• Data for this exercise:
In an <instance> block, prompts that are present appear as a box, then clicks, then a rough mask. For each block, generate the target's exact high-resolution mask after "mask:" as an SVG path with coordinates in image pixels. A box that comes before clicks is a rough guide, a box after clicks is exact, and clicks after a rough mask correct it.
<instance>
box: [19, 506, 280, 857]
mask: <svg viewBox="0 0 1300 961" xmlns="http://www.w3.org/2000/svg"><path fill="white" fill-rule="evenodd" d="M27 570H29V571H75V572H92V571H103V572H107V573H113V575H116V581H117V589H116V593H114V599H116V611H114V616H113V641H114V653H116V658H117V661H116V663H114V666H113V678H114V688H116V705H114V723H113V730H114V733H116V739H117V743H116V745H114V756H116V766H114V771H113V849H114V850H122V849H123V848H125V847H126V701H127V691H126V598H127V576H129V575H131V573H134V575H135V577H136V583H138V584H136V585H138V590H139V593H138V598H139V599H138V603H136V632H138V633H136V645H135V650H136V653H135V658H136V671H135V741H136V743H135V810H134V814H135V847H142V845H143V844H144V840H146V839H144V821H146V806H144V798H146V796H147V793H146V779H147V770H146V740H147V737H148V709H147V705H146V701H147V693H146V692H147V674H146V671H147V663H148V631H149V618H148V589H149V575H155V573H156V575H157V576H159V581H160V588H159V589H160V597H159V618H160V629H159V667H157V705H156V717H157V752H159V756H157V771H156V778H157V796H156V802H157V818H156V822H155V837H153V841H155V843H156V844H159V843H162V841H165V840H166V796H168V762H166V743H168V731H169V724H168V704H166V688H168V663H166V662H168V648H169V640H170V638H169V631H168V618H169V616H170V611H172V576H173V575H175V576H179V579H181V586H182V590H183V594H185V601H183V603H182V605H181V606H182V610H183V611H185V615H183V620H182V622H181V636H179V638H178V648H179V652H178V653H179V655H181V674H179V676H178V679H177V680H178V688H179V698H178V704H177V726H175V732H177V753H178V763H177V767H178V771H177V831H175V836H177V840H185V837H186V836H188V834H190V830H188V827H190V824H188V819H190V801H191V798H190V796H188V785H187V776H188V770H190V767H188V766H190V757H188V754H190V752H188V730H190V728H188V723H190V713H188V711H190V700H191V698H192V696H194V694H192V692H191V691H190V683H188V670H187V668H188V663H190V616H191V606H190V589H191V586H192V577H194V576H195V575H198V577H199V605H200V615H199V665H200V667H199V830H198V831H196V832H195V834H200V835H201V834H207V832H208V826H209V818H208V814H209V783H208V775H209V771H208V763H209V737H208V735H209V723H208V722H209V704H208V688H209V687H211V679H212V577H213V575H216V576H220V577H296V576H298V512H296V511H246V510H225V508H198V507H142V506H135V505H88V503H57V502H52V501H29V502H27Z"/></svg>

==

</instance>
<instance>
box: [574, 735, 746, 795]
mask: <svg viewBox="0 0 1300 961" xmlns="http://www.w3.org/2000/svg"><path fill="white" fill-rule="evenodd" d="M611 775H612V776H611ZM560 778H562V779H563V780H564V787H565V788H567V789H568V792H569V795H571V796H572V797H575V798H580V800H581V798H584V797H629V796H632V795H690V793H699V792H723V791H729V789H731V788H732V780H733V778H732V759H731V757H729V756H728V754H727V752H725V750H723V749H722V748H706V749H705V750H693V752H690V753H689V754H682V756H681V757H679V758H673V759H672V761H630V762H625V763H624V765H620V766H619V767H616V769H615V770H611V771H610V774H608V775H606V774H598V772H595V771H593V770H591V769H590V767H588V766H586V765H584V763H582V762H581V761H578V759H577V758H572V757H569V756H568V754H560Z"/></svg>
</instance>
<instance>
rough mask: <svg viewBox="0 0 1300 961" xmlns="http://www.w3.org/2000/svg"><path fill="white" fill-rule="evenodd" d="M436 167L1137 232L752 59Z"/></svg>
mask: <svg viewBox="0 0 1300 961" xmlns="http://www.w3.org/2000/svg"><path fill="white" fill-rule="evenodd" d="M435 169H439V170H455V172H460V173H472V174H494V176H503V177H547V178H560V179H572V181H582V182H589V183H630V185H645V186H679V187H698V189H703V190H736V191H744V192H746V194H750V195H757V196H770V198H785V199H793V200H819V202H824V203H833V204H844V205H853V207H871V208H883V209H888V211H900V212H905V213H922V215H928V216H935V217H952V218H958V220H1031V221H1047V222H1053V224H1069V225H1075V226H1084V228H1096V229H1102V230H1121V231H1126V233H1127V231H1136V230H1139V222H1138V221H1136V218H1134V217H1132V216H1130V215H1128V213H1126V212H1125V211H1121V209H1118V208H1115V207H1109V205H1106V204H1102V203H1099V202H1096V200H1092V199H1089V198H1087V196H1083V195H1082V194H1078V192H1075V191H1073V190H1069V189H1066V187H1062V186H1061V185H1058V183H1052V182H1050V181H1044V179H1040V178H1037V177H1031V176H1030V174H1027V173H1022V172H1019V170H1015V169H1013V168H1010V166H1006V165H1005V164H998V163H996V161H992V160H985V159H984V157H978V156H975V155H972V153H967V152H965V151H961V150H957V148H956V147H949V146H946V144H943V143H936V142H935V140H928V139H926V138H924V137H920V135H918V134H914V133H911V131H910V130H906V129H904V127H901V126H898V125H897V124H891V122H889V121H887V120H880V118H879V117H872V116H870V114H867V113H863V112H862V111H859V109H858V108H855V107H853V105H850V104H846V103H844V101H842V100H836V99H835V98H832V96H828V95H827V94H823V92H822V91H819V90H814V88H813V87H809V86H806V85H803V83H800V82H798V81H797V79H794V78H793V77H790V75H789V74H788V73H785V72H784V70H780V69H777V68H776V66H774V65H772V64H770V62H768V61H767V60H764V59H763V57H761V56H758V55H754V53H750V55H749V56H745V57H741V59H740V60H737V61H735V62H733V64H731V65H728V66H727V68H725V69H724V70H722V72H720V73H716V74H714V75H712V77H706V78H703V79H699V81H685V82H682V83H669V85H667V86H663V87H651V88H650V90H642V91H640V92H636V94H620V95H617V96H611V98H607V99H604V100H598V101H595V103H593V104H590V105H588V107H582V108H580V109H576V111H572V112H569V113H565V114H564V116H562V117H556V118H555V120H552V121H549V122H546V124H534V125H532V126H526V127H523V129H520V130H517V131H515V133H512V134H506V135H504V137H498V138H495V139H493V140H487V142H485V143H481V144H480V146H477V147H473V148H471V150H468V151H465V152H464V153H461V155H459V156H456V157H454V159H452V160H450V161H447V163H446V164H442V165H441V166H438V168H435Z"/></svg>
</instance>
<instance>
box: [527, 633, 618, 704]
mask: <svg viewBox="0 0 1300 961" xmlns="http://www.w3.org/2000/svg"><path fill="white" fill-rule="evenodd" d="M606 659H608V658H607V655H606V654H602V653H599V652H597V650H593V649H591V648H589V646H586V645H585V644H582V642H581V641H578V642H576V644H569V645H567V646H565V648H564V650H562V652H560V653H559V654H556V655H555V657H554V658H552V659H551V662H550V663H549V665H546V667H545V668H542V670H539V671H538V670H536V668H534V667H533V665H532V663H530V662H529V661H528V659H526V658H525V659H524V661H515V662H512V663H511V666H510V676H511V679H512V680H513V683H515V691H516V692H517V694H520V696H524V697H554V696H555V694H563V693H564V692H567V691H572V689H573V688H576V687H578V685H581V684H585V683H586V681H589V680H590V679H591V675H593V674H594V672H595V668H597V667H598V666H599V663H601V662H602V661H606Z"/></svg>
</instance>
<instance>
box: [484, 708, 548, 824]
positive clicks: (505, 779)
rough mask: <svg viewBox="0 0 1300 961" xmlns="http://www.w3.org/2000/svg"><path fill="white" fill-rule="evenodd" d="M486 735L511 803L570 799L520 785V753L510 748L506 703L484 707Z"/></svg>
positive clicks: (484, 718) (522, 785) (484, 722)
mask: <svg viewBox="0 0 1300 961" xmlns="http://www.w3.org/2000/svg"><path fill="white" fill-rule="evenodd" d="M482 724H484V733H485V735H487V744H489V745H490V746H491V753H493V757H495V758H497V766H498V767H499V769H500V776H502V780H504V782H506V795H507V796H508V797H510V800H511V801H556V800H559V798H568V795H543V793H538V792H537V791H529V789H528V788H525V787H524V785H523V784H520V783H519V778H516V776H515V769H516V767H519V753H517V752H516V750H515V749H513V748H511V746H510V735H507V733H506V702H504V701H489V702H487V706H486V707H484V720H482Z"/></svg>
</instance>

• Task requirements: Reproduce verbatim the lines starting at the one containing "In an <instance>" and ending at the one containing "box: [19, 506, 280, 857]", both included.

• Exercise output:
In an <instance> block, prompts that are present appear as a box, then clicks, then a rough mask. For each block, generate the target's exact high-resolution mask after "mask:" as an SVG path with coordinates in image pixels. A box that comes before clicks is a rough guide, a box after clicks is exact, and clicks after a rough mask correct it.
<instance>
box: [19, 506, 280, 857]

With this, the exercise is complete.